_Source passage_:

Shinzo Abe assassination: Japanese head to polls in grief and disbelief
The Guardian – By Justin McCurry – Sat 9 Jul 2022
Prime minister Fumio Kishida warns violence will not be tolerated in defiant speech after the murder of former leader.
Many Japanese voters will go to the polls on Sunday with a heavy heart, but also with a sense of quiet defiance, as they cast their ballots just two days after Shinzo Abe, the country’s most influential politician of modern times, was shot dead while making a campaign speech.
As the country struggled to come to terms with the first assassination of a current or former leader for almost 90 years, officials in the Liberal Democratic party (LDP), which Abe dominated for a decade, insisted his death would not derail the democratic process.
“We absolutely must not tolerate violence during an election to suppress free speech,” the prime minister, Fumio Kishida, told hundreds of supporters in central Japan on the eve of the upper house elections, according to the Yomiuri Shimbun newspaper.
This, though, will be an election like no other in recent times, taking place in the immediate aftermath of a crime that will reverberate in the public consciousness well beyond Sunday.
While media pundits constructed largely benign versions of Abe’s divisive political legacy, questions swirled around the circumstances leading to his death, at 67, minutes into a campaign address in front of a railway station in the western city of Nara.

_Exercises to complete_:
(a) Answer these questions from the article on Shinzo Abe's assassination:
(i) For how long did Abe dominate the Liberal Democratic party?
(ii) Which newspaper reported Fumio Kishida's remarks to supporters in central Japan?
(iii) In which city was Abe giving his campaign address when he was killed?
(b) Carry the article on Shinzo Abe's assassination forward, starting after its final sentence and keeping its reporting tone.

(Extracted records)
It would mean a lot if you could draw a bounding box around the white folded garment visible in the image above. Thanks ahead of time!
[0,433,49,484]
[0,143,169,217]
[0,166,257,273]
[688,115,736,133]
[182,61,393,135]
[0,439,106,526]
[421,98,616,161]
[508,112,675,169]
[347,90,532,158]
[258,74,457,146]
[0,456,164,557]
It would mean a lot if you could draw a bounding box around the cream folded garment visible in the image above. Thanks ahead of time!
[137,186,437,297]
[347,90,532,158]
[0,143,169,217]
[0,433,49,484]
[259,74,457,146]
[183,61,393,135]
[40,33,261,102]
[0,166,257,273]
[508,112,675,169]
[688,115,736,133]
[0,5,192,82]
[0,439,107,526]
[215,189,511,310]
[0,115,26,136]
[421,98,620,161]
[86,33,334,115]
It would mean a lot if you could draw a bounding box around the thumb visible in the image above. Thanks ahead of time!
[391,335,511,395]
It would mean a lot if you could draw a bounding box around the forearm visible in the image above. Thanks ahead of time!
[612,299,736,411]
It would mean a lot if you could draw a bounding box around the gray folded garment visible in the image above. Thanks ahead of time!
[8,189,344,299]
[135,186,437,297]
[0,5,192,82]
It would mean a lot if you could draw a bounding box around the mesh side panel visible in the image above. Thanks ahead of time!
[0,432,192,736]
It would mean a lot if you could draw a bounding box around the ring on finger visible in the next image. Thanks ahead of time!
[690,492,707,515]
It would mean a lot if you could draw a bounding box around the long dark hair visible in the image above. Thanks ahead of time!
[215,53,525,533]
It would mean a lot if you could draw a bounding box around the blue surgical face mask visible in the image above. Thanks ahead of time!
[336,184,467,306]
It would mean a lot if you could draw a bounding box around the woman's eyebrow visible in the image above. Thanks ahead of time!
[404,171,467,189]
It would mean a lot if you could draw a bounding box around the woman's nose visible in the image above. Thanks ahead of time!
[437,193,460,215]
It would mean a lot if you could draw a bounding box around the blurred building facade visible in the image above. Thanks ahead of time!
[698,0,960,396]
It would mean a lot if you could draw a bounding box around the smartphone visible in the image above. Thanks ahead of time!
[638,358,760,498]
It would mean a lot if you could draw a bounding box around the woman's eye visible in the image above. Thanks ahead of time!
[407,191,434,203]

_Expected outputs_:
(a)
(i) For a decade.
(ii) The Yomiuri Shimbun.
(iii) Nara.

(b)
On Saturday, as on the previous day, Japan was playing a waiting game, craving answers but starved of information by investigators who had their suspect in custody while Abe, Japan’s longest-serving leader until he resigned in 2020, was drawing his last breaths.
The suspect, Tetsuya Yamagami, told police that he initially planned to attack the leader of a religious group that he blamed for bankrupting his mother and ruining his family, the Kyodo news agency said, quoting investigative sources. His mother, he said, had made several donations to the group, whose name police have not revealed, adding that he had visited several locations where Abe had given campaign speeches.
Yamagami, a 41-year-old resident of Nara, said he was also “dissatisfied” with Abe, whom he accused of promoting the group.
On Saturday a black hearse carrying the body of Abe accompanied by his wife, Akie, arrived at their home in Tokyo from the hospital where staff had battled for five hours to save his life after he was shot in the back and neck at close range. Neighbours and senior party colleagues lowered their heads as the vehicle passed by.